§ Exercise details: Rewrite the stretch of the forum thread from "Increasing the number" through "you're after .", changing "steel wool" to "wire wool".

§ Supplied passage:
# To wax or not to wax???



## stuartpaul (7 Jun 2006)

No, - not me legs!!

Just finishing a box with Danish oil. After about 8 coats it's looking rather good and wondering if waxing will make a lot of difference?

Heard that applied with fine wire wool it helps build up that sheen that just makes it look that little bit better.

Any opinions?


----------



## gidon (7 Jun 2006)

Increasing the number of oil coats beyond 2 or 3 doesn't really increase the gloss / sheen much more. You are much better off finishing the finish with some wax as you say. You'll be amazed what a difference it makes. Just apply with fine steel wool or webrax. And then polish to the sheen you're after .
Cheers
Gidon


----------



## Anonymous (7 Jun 2006)

Yeah, I always wax small boxes after danish oil or patina. I have never tried applying with wire wool on a finished box through as my experiments on off-cuts have proved to be unsatisfactory


----------



## Pam (11 Jun 2006)

§ Dataset records:
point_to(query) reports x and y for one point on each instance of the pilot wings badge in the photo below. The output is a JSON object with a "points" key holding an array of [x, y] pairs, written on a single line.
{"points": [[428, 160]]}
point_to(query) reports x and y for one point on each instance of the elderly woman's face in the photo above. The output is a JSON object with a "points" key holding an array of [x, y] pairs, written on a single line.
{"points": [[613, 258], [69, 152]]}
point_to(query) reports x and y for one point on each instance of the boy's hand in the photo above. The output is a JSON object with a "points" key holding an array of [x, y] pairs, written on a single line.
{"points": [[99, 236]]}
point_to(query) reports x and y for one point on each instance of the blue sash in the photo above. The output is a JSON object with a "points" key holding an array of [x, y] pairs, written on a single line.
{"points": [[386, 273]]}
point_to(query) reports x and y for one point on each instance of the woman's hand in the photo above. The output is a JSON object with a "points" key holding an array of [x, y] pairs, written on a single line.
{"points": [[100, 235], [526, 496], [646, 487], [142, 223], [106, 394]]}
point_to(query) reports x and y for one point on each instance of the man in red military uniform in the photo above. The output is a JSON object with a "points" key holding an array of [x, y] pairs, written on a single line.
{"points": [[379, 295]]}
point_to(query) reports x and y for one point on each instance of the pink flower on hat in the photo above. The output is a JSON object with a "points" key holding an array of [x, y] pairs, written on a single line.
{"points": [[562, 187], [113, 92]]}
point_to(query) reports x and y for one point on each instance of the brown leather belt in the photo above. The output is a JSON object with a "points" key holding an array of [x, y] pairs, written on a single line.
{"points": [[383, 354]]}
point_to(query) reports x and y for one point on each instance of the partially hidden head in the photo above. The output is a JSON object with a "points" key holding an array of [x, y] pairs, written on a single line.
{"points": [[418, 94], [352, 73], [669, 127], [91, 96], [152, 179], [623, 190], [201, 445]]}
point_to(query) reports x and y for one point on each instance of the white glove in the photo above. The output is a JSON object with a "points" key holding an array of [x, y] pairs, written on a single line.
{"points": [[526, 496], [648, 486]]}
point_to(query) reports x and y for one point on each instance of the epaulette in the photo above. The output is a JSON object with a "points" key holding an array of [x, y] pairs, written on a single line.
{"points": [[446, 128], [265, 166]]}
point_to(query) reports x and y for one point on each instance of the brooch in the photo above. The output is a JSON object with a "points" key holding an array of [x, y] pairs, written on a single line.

§ The completed task:
Increasing the number of oil coats beyond 2 or 3 doesn't really increase the gloss / sheen much more. You are much better off finishing the finish with some wax as you say. You'll be amazed what a difference it makes. Just apply with fine wire wool or webrax. And then polish to the sheen you're after .